### GIVEN RECORDS
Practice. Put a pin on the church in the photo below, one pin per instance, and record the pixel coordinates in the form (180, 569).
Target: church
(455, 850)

==

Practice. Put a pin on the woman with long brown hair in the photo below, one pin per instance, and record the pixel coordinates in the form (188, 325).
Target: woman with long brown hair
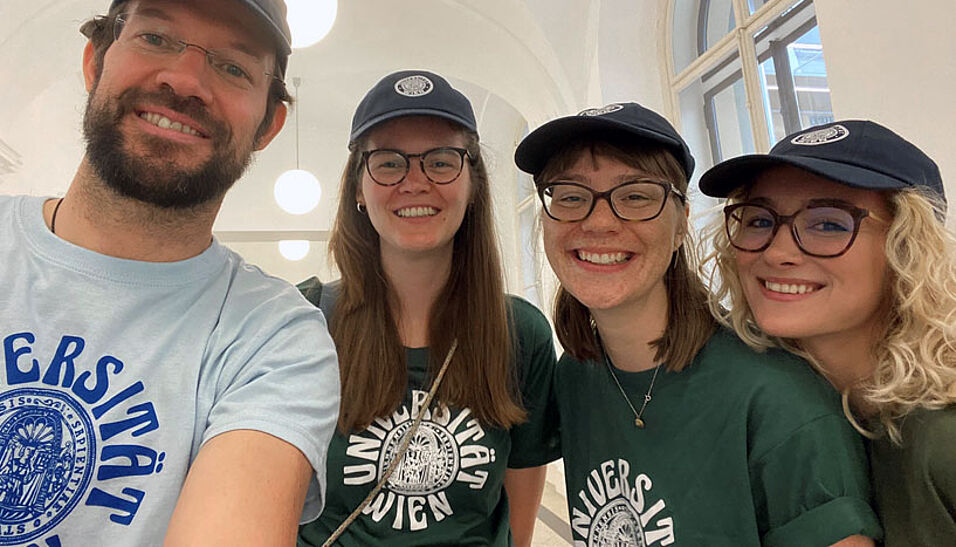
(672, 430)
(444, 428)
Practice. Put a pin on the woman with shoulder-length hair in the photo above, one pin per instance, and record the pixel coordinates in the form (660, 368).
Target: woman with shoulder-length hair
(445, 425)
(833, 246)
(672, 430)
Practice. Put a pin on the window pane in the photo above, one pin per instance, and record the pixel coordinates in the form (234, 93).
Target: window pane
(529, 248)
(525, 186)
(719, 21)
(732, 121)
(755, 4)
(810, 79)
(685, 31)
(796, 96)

### ASSIGNMENT
Report every line of the preceding listing where the string "above" occurs.

### OUTPUT BELOW
Practice. Put a pin on the woman with shoulder-length hair in the photo above, one pin per instance, and record the pixel coordinates in the form (660, 368).
Practice. Put a pin on the window pane in the photo above, one pin per instance, and record the pixel coordinates in the form (234, 93).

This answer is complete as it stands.